▶ _EXERCISE INSTRUCTIONS_
From the line that contains "in: indicate the white wall, one point each." down to the last line of the data below, restate every line word for word, skipping any images.

--- DATA IN THIS EXERCISE ---

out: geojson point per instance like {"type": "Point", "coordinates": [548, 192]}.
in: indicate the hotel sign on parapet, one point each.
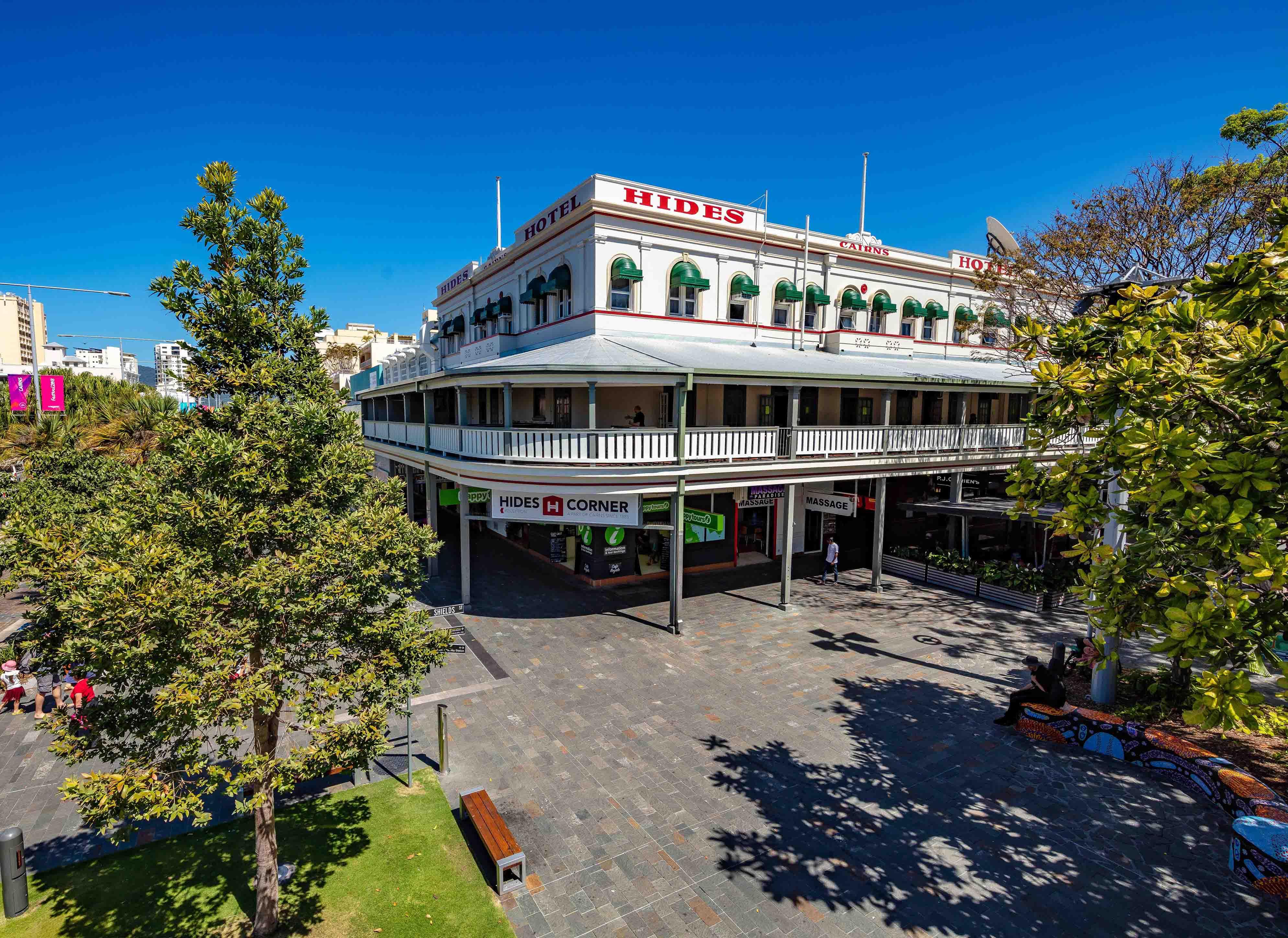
{"type": "Point", "coordinates": [458, 279]}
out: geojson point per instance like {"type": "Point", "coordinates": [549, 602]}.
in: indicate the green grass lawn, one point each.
{"type": "Point", "coordinates": [375, 857]}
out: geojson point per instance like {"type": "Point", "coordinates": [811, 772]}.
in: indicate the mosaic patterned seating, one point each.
{"type": "Point", "coordinates": [1259, 850]}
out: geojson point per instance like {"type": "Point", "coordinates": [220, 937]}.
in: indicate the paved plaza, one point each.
{"type": "Point", "coordinates": [821, 772]}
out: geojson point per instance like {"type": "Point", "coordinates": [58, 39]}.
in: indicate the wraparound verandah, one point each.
{"type": "Point", "coordinates": [432, 495]}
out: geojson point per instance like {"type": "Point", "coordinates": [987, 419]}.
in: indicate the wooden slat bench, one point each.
{"type": "Point", "coordinates": [496, 838]}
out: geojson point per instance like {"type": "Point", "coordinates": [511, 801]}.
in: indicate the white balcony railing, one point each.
{"type": "Point", "coordinates": [702, 444]}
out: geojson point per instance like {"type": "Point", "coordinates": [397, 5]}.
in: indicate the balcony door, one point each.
{"type": "Point", "coordinates": [563, 408]}
{"type": "Point", "coordinates": [735, 405]}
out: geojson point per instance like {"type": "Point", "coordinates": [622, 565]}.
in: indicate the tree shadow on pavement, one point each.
{"type": "Point", "coordinates": [182, 887]}
{"type": "Point", "coordinates": [939, 821]}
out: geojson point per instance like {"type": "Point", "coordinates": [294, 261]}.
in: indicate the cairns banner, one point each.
{"type": "Point", "coordinates": [51, 392]}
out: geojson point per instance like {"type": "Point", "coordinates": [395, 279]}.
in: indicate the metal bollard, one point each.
{"type": "Point", "coordinates": [442, 739]}
{"type": "Point", "coordinates": [13, 872]}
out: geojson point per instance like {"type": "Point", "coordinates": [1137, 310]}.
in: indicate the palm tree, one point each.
{"type": "Point", "coordinates": [47, 433]}
{"type": "Point", "coordinates": [134, 431]}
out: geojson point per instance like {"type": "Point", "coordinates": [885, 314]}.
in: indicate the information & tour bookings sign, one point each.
{"type": "Point", "coordinates": [621, 511]}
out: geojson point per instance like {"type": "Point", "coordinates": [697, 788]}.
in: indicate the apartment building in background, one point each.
{"type": "Point", "coordinates": [16, 339]}
{"type": "Point", "coordinates": [172, 361]}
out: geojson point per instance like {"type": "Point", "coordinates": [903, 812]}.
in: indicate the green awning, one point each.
{"type": "Point", "coordinates": [817, 297]}
{"type": "Point", "coordinates": [742, 287]}
{"type": "Point", "coordinates": [688, 275]}
{"type": "Point", "coordinates": [624, 269]}
{"type": "Point", "coordinates": [786, 293]}
{"type": "Point", "coordinates": [853, 299]}
{"type": "Point", "coordinates": [883, 304]}
{"type": "Point", "coordinates": [536, 288]}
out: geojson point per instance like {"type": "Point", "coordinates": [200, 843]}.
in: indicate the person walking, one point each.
{"type": "Point", "coordinates": [12, 682]}
{"type": "Point", "coordinates": [46, 686]}
{"type": "Point", "coordinates": [831, 561]}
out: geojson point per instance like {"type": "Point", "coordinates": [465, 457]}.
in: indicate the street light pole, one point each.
{"type": "Point", "coordinates": [31, 320]}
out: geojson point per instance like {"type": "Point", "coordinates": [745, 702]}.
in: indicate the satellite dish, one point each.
{"type": "Point", "coordinates": [1000, 241]}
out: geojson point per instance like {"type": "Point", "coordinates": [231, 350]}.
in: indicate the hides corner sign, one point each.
{"type": "Point", "coordinates": [578, 509]}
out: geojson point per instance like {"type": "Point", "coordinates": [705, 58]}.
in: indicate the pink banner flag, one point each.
{"type": "Point", "coordinates": [52, 394]}
{"type": "Point", "coordinates": [18, 388]}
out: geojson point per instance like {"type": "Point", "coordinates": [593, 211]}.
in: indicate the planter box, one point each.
{"type": "Point", "coordinates": [1029, 602]}
{"type": "Point", "coordinates": [955, 582]}
{"type": "Point", "coordinates": [909, 570]}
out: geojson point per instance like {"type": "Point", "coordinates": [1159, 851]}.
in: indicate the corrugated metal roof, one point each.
{"type": "Point", "coordinates": [601, 353]}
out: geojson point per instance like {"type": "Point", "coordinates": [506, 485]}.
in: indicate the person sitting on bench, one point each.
{"type": "Point", "coordinates": [1044, 687]}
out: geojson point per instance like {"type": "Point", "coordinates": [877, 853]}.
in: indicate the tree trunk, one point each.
{"type": "Point", "coordinates": [267, 895]}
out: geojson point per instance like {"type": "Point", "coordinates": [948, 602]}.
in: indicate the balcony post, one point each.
{"type": "Point", "coordinates": [885, 422]}
{"type": "Point", "coordinates": [682, 401]}
{"type": "Point", "coordinates": [788, 515]}
{"type": "Point", "coordinates": [593, 449]}
{"type": "Point", "coordinates": [462, 419]}
{"type": "Point", "coordinates": [794, 419]}
{"type": "Point", "coordinates": [432, 517]}
{"type": "Point", "coordinates": [508, 409]}
{"type": "Point", "coordinates": [878, 535]}
{"type": "Point", "coordinates": [464, 508]}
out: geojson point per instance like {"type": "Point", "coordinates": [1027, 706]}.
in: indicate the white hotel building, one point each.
{"type": "Point", "coordinates": [778, 391]}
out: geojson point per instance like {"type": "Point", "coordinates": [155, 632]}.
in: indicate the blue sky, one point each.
{"type": "Point", "coordinates": [384, 124]}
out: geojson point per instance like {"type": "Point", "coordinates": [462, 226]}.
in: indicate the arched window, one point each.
{"type": "Point", "coordinates": [535, 297]}
{"type": "Point", "coordinates": [881, 304]}
{"type": "Point", "coordinates": [852, 303]}
{"type": "Point", "coordinates": [623, 276]}
{"type": "Point", "coordinates": [814, 298]}
{"type": "Point", "coordinates": [912, 311]}
{"type": "Point", "coordinates": [686, 283]}
{"type": "Point", "coordinates": [742, 289]}
{"type": "Point", "coordinates": [785, 295]}
{"type": "Point", "coordinates": [559, 288]}
{"type": "Point", "coordinates": [934, 312]}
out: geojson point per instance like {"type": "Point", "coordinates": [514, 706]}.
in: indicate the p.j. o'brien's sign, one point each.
{"type": "Point", "coordinates": [458, 279]}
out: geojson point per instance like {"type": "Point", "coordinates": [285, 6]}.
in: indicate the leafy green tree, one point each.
{"type": "Point", "coordinates": [1169, 216]}
{"type": "Point", "coordinates": [1188, 400]}
{"type": "Point", "coordinates": [244, 596]}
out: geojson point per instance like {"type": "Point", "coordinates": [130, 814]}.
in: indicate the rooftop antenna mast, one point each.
{"type": "Point", "coordinates": [863, 198]}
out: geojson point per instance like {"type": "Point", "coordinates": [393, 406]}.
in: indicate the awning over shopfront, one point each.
{"type": "Point", "coordinates": [883, 304]}
{"type": "Point", "coordinates": [984, 507]}
{"type": "Point", "coordinates": [786, 293]}
{"type": "Point", "coordinates": [688, 275]}
{"type": "Point", "coordinates": [624, 269]}
{"type": "Point", "coordinates": [673, 356]}
{"type": "Point", "coordinates": [742, 287]}
{"type": "Point", "coordinates": [853, 299]}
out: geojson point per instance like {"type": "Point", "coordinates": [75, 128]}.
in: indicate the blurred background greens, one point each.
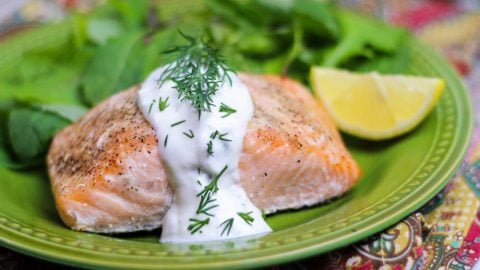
{"type": "Point", "coordinates": [51, 74]}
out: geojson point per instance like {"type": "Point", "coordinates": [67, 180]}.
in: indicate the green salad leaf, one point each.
{"type": "Point", "coordinates": [358, 34]}
{"type": "Point", "coordinates": [115, 66]}
{"type": "Point", "coordinates": [50, 74]}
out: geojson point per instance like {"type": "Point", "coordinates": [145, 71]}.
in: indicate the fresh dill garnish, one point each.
{"type": "Point", "coordinates": [227, 226]}
{"type": "Point", "coordinates": [214, 134]}
{"type": "Point", "coordinates": [229, 244]}
{"type": "Point", "coordinates": [197, 72]}
{"type": "Point", "coordinates": [190, 134]}
{"type": "Point", "coordinates": [197, 224]}
{"type": "Point", "coordinates": [213, 186]}
{"type": "Point", "coordinates": [165, 141]}
{"type": "Point", "coordinates": [206, 196]}
{"type": "Point", "coordinates": [150, 108]}
{"type": "Point", "coordinates": [226, 109]}
{"type": "Point", "coordinates": [206, 204]}
{"type": "Point", "coordinates": [178, 123]}
{"type": "Point", "coordinates": [210, 148]}
{"type": "Point", "coordinates": [246, 217]}
{"type": "Point", "coordinates": [162, 104]}
{"type": "Point", "coordinates": [222, 137]}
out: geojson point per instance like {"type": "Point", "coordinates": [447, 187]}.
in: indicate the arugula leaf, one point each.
{"type": "Point", "coordinates": [101, 30]}
{"type": "Point", "coordinates": [115, 66]}
{"type": "Point", "coordinates": [133, 13]}
{"type": "Point", "coordinates": [30, 132]}
{"type": "Point", "coordinates": [69, 112]}
{"type": "Point", "coordinates": [397, 62]}
{"type": "Point", "coordinates": [319, 16]}
{"type": "Point", "coordinates": [358, 32]}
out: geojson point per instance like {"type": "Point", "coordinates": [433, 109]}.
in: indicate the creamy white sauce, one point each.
{"type": "Point", "coordinates": [190, 167]}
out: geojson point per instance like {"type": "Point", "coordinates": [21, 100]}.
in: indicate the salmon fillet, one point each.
{"type": "Point", "coordinates": [107, 174]}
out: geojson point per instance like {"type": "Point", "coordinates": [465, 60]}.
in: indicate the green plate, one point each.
{"type": "Point", "coordinates": [399, 177]}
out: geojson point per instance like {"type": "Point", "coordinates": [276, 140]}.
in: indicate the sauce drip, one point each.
{"type": "Point", "coordinates": [200, 151]}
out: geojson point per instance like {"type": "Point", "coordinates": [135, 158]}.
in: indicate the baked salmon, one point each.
{"type": "Point", "coordinates": [107, 175]}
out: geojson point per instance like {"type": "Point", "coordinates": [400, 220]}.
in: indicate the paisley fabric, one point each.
{"type": "Point", "coordinates": [444, 233]}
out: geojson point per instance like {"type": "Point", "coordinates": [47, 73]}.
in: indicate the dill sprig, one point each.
{"type": "Point", "coordinates": [197, 224]}
{"type": "Point", "coordinates": [205, 204]}
{"type": "Point", "coordinates": [213, 186]}
{"type": "Point", "coordinates": [162, 104]}
{"type": "Point", "coordinates": [206, 195]}
{"type": "Point", "coordinates": [197, 72]}
{"type": "Point", "coordinates": [222, 137]}
{"type": "Point", "coordinates": [214, 134]}
{"type": "Point", "coordinates": [178, 123]}
{"type": "Point", "coordinates": [189, 134]}
{"type": "Point", "coordinates": [227, 226]}
{"type": "Point", "coordinates": [210, 148]}
{"type": "Point", "coordinates": [165, 141]}
{"type": "Point", "coordinates": [150, 108]}
{"type": "Point", "coordinates": [246, 217]}
{"type": "Point", "coordinates": [226, 109]}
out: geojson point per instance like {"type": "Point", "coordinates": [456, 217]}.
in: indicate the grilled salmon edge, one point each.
{"type": "Point", "coordinates": [279, 169]}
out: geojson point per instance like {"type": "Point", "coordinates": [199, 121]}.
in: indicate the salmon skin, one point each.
{"type": "Point", "coordinates": [107, 175]}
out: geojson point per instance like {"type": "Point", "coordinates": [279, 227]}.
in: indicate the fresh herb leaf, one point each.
{"type": "Point", "coordinates": [69, 112]}
{"type": "Point", "coordinates": [227, 226]}
{"type": "Point", "coordinates": [30, 132]}
{"type": "Point", "coordinates": [206, 204]}
{"type": "Point", "coordinates": [213, 186]}
{"type": "Point", "coordinates": [178, 123]}
{"type": "Point", "coordinates": [165, 141]}
{"type": "Point", "coordinates": [223, 138]}
{"type": "Point", "coordinates": [162, 104]}
{"type": "Point", "coordinates": [150, 107]}
{"type": "Point", "coordinates": [224, 108]}
{"type": "Point", "coordinates": [197, 224]}
{"type": "Point", "coordinates": [214, 135]}
{"type": "Point", "coordinates": [100, 30]}
{"type": "Point", "coordinates": [197, 72]}
{"type": "Point", "coordinates": [189, 134]}
{"type": "Point", "coordinates": [358, 32]}
{"type": "Point", "coordinates": [115, 66]}
{"type": "Point", "coordinates": [246, 217]}
{"type": "Point", "coordinates": [210, 148]}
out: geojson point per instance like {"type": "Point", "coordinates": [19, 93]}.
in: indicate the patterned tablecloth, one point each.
{"type": "Point", "coordinates": [443, 234]}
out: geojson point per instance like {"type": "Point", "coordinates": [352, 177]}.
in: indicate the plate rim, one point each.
{"type": "Point", "coordinates": [20, 242]}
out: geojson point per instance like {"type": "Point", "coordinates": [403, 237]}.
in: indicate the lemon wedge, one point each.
{"type": "Point", "coordinates": [374, 106]}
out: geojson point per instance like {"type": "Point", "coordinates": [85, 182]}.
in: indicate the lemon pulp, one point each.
{"type": "Point", "coordinates": [374, 106]}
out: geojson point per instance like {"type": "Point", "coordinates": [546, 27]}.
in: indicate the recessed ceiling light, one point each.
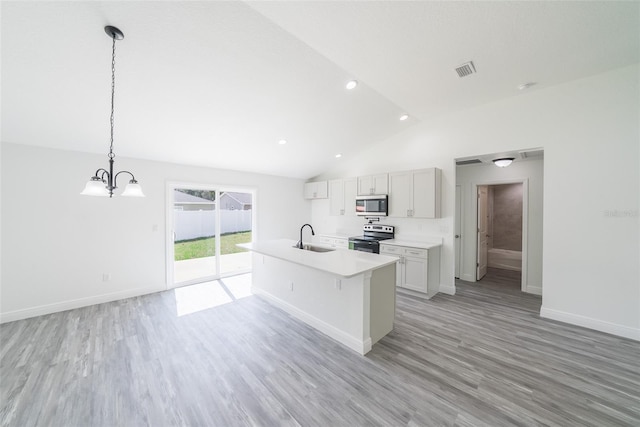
{"type": "Point", "coordinates": [503, 162]}
{"type": "Point", "coordinates": [525, 86]}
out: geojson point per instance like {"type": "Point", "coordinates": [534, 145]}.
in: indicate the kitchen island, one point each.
{"type": "Point", "coordinates": [347, 295]}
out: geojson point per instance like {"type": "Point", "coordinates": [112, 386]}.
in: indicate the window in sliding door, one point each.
{"type": "Point", "coordinates": [207, 226]}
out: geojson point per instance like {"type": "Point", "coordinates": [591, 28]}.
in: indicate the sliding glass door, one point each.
{"type": "Point", "coordinates": [207, 224]}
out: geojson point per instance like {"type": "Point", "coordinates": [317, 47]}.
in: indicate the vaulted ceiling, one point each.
{"type": "Point", "coordinates": [219, 84]}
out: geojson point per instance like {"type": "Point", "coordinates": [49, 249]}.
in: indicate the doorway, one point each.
{"type": "Point", "coordinates": [204, 226]}
{"type": "Point", "coordinates": [500, 229]}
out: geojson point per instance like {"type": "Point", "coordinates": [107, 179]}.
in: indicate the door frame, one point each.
{"type": "Point", "coordinates": [525, 220]}
{"type": "Point", "coordinates": [169, 243]}
{"type": "Point", "coordinates": [480, 246]}
{"type": "Point", "coordinates": [458, 225]}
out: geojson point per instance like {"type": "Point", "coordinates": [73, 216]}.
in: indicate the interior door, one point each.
{"type": "Point", "coordinates": [483, 222]}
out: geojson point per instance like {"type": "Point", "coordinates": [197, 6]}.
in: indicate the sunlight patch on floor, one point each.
{"type": "Point", "coordinates": [203, 296]}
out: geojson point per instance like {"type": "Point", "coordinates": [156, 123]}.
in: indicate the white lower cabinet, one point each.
{"type": "Point", "coordinates": [417, 269]}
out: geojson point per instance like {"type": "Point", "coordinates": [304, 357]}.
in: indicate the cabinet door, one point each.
{"type": "Point", "coordinates": [394, 251]}
{"type": "Point", "coordinates": [350, 192]}
{"type": "Point", "coordinates": [336, 197]}
{"type": "Point", "coordinates": [322, 191]}
{"type": "Point", "coordinates": [400, 194]}
{"type": "Point", "coordinates": [310, 190]}
{"type": "Point", "coordinates": [365, 185]}
{"type": "Point", "coordinates": [380, 183]}
{"type": "Point", "coordinates": [425, 199]}
{"type": "Point", "coordinates": [415, 274]}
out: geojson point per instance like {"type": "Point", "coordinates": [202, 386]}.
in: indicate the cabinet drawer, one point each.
{"type": "Point", "coordinates": [393, 250]}
{"type": "Point", "coordinates": [419, 253]}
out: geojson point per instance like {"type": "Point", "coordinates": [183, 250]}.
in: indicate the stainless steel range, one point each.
{"type": "Point", "coordinates": [369, 241]}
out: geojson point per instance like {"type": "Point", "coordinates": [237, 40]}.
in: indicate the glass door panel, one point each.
{"type": "Point", "coordinates": [235, 213]}
{"type": "Point", "coordinates": [194, 217]}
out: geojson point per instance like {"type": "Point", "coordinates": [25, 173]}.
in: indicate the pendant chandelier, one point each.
{"type": "Point", "coordinates": [104, 181]}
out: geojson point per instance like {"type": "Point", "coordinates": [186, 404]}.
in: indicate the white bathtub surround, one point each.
{"type": "Point", "coordinates": [348, 295]}
{"type": "Point", "coordinates": [505, 259]}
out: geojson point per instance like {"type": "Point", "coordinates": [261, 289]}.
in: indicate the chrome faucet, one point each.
{"type": "Point", "coordinates": [300, 245]}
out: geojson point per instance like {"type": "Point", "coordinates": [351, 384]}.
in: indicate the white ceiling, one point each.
{"type": "Point", "coordinates": [219, 83]}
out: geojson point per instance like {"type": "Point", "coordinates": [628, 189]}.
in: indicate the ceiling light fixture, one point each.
{"type": "Point", "coordinates": [104, 181]}
{"type": "Point", "coordinates": [525, 86]}
{"type": "Point", "coordinates": [503, 162]}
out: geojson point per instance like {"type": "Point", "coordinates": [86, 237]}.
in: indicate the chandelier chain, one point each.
{"type": "Point", "coordinates": [113, 89]}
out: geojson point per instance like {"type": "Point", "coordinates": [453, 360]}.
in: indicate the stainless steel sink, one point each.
{"type": "Point", "coordinates": [314, 248]}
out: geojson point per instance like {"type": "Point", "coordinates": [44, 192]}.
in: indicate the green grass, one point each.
{"type": "Point", "coordinates": [200, 248]}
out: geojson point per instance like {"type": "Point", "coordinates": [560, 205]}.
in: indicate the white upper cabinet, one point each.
{"type": "Point", "coordinates": [316, 190]}
{"type": "Point", "coordinates": [342, 197]}
{"type": "Point", "coordinates": [373, 184]}
{"type": "Point", "coordinates": [415, 194]}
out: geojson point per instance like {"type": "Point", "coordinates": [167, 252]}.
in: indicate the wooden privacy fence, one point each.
{"type": "Point", "coordinates": [189, 225]}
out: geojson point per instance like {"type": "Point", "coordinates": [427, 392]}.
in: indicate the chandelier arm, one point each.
{"type": "Point", "coordinates": [133, 178]}
{"type": "Point", "coordinates": [101, 176]}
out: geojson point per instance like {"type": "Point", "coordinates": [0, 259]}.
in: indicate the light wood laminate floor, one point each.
{"type": "Point", "coordinates": [482, 357]}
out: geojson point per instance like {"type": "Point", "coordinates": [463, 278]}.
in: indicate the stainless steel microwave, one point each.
{"type": "Point", "coordinates": [372, 205]}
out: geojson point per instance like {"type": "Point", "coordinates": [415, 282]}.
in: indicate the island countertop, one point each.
{"type": "Point", "coordinates": [341, 262]}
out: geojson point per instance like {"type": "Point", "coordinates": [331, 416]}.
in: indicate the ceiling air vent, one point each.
{"type": "Point", "coordinates": [466, 69]}
{"type": "Point", "coordinates": [468, 162]}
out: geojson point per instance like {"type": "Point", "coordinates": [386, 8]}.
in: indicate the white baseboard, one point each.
{"type": "Point", "coordinates": [536, 290]}
{"type": "Point", "coordinates": [448, 289]}
{"type": "Point", "coordinates": [588, 322]}
{"type": "Point", "coordinates": [41, 310]}
{"type": "Point", "coordinates": [361, 347]}
{"type": "Point", "coordinates": [468, 277]}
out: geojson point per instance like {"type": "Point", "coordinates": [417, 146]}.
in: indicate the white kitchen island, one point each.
{"type": "Point", "coordinates": [348, 295]}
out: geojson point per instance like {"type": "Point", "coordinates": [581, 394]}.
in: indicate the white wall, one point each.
{"type": "Point", "coordinates": [470, 175]}
{"type": "Point", "coordinates": [56, 261]}
{"type": "Point", "coordinates": [589, 130]}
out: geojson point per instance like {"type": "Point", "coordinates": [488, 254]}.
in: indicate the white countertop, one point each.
{"type": "Point", "coordinates": [411, 244]}
{"type": "Point", "coordinates": [341, 262]}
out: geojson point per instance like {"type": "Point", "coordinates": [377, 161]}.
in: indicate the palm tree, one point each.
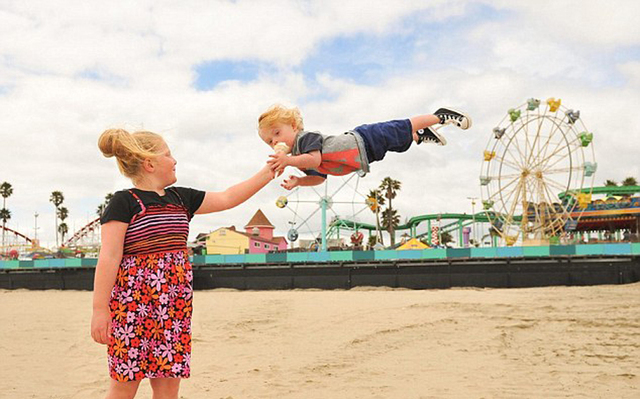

---

▶ _SOLUTION_
in: indicate the white wall, one point each.
{"type": "Point", "coordinates": [470, 175]}
{"type": "Point", "coordinates": [56, 261]}
{"type": "Point", "coordinates": [589, 130]}
out: geojson point per instance like {"type": "Point", "coordinates": [488, 254]}.
in: indicate the white countertop, one point each.
{"type": "Point", "coordinates": [411, 244]}
{"type": "Point", "coordinates": [341, 262]}
out: geojson point per instance like {"type": "Point", "coordinates": [377, 161]}.
in: indicate the palm tree, one point each.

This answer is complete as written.